INSTRUCTIONS FOR THE TASK — Write out nothing but the lines from the one containing "Identify each instance of the red" through the last line below, both included, and without the pictures.

[Point-per-instance localization data]
════════════════════

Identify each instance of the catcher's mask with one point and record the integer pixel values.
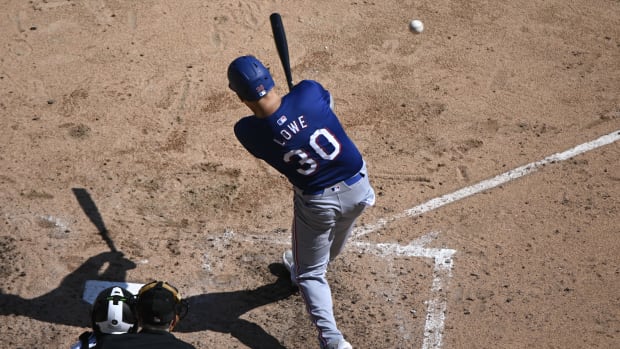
(159, 303)
(113, 311)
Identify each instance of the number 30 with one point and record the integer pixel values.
(307, 164)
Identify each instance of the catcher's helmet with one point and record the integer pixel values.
(249, 78)
(113, 311)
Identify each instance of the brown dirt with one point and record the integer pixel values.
(117, 134)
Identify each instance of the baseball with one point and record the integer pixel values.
(416, 26)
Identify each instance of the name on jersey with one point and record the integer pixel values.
(290, 129)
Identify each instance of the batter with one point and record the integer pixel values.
(299, 135)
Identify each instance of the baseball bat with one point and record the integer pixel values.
(282, 46)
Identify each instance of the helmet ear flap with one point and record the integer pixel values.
(182, 308)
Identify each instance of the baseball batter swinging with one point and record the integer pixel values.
(299, 135)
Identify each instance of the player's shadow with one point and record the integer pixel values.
(220, 312)
(64, 305)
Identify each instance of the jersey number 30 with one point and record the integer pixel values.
(318, 141)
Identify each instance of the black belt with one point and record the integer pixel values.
(349, 181)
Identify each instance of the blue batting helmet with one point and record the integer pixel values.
(249, 78)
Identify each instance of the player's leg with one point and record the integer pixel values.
(353, 201)
(312, 227)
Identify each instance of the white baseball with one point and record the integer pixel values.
(416, 25)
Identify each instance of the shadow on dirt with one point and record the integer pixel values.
(64, 305)
(220, 312)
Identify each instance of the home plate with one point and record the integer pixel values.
(92, 288)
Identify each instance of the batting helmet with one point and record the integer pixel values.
(113, 311)
(249, 78)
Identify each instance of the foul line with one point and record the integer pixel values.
(488, 184)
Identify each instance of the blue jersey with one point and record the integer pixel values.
(303, 139)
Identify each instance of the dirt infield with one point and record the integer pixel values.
(118, 162)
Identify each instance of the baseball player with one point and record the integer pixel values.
(299, 135)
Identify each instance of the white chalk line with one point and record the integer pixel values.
(437, 305)
(488, 184)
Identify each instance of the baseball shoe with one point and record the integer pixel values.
(341, 344)
(289, 264)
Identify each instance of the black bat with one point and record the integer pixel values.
(282, 45)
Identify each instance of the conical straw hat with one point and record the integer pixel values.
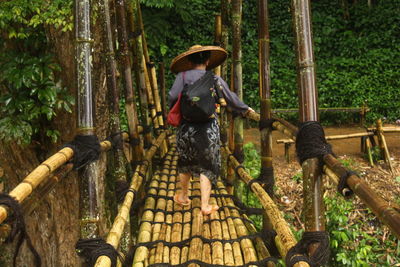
(181, 62)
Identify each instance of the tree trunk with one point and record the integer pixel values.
(54, 225)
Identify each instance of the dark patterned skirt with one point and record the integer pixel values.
(199, 149)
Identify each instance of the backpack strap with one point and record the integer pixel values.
(218, 91)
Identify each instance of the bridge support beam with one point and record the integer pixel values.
(89, 198)
(313, 206)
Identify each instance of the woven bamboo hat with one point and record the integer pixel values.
(181, 62)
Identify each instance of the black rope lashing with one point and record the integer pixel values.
(146, 129)
(311, 142)
(239, 155)
(135, 34)
(91, 249)
(265, 123)
(121, 189)
(260, 263)
(18, 227)
(343, 183)
(86, 150)
(268, 236)
(299, 252)
(150, 65)
(223, 137)
(134, 141)
(116, 140)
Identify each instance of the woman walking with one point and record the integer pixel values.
(198, 144)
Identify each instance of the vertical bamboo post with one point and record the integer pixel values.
(127, 80)
(135, 43)
(111, 70)
(217, 38)
(230, 177)
(89, 202)
(237, 72)
(222, 110)
(308, 102)
(119, 172)
(225, 4)
(368, 148)
(151, 74)
(265, 91)
(265, 102)
(161, 78)
(383, 145)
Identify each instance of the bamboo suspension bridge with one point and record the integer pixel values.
(158, 231)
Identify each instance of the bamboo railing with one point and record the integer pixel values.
(387, 214)
(114, 236)
(284, 239)
(38, 175)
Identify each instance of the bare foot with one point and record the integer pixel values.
(184, 201)
(209, 209)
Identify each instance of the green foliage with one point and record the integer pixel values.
(350, 244)
(355, 57)
(20, 19)
(30, 92)
(29, 96)
(252, 165)
(298, 177)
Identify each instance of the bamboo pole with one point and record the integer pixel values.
(313, 205)
(225, 26)
(237, 71)
(377, 205)
(40, 173)
(383, 145)
(369, 152)
(216, 233)
(284, 239)
(89, 203)
(265, 101)
(139, 71)
(230, 177)
(218, 38)
(386, 129)
(332, 137)
(161, 77)
(111, 70)
(260, 247)
(387, 214)
(153, 79)
(114, 236)
(228, 249)
(248, 250)
(127, 81)
(265, 90)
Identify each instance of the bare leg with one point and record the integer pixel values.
(184, 179)
(205, 188)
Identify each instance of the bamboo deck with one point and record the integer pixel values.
(172, 234)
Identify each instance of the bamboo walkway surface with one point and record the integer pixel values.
(171, 234)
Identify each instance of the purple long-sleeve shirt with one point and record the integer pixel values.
(191, 76)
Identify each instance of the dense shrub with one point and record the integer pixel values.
(355, 56)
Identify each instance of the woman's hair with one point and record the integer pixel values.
(200, 57)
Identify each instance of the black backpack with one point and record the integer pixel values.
(198, 99)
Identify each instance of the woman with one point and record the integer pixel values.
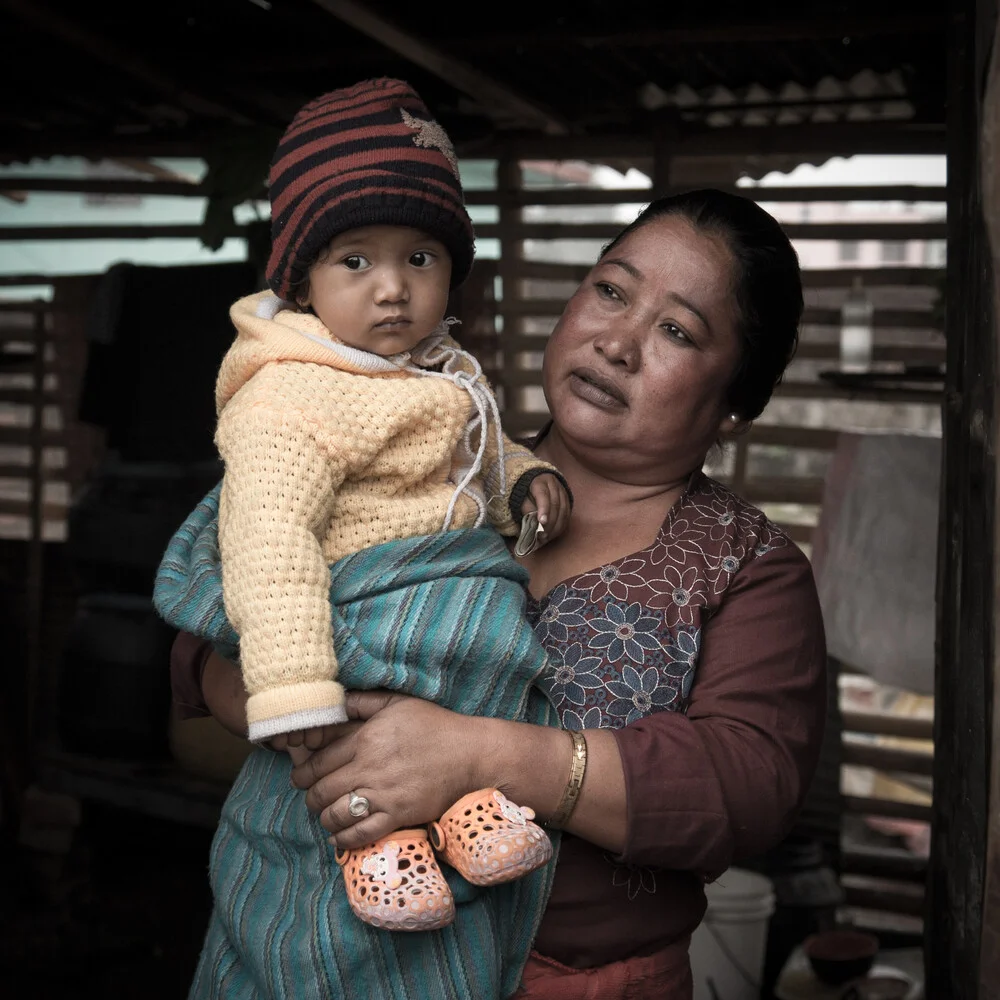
(683, 626)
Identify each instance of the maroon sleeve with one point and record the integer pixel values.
(187, 664)
(724, 780)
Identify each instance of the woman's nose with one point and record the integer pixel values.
(391, 286)
(620, 347)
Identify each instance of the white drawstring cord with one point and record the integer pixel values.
(432, 352)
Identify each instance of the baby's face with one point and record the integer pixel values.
(381, 288)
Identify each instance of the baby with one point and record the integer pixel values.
(349, 419)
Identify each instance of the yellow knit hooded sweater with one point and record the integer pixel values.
(326, 452)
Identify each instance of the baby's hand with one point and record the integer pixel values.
(549, 498)
(304, 739)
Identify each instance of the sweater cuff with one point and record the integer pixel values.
(520, 491)
(291, 707)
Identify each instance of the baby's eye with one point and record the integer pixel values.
(422, 258)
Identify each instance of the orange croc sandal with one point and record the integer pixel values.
(396, 884)
(489, 840)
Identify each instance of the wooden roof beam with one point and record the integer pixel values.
(478, 85)
(44, 19)
(803, 29)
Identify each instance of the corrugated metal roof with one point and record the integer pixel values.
(183, 71)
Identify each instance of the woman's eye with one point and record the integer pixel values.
(676, 333)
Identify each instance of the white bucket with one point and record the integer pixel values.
(727, 950)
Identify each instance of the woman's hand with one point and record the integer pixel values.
(411, 759)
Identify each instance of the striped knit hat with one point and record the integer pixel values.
(363, 156)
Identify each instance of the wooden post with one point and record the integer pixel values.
(989, 959)
(35, 582)
(965, 600)
(511, 251)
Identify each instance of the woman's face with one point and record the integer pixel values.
(638, 365)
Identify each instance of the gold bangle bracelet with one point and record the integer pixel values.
(574, 785)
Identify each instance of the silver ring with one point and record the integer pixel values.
(357, 805)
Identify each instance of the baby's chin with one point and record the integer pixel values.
(388, 344)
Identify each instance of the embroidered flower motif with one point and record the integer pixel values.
(680, 592)
(682, 658)
(625, 632)
(571, 679)
(613, 580)
(384, 867)
(635, 878)
(722, 513)
(678, 544)
(560, 614)
(431, 135)
(512, 813)
(639, 694)
(591, 719)
(728, 561)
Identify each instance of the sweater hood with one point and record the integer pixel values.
(270, 330)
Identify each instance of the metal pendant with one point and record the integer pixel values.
(529, 539)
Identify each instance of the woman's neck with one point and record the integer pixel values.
(593, 478)
(611, 519)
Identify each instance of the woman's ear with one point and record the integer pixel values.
(733, 425)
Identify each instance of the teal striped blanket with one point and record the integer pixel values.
(440, 617)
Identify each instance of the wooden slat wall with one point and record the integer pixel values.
(905, 332)
(534, 293)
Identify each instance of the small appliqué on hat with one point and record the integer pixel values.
(430, 134)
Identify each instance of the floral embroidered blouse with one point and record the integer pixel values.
(704, 652)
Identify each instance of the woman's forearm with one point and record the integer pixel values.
(223, 691)
(531, 766)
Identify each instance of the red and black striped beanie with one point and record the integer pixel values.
(363, 156)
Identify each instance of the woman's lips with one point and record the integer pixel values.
(596, 388)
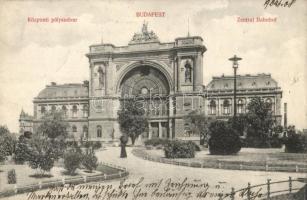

════════════════════

ANSWER TO THE PROBLEM —
Identify each instance of the red and black striped beanie with one point and record the integer pixel values.
(363, 156)
Identify each instance of the woman's lips with one point and record the integer pixel values.
(596, 388)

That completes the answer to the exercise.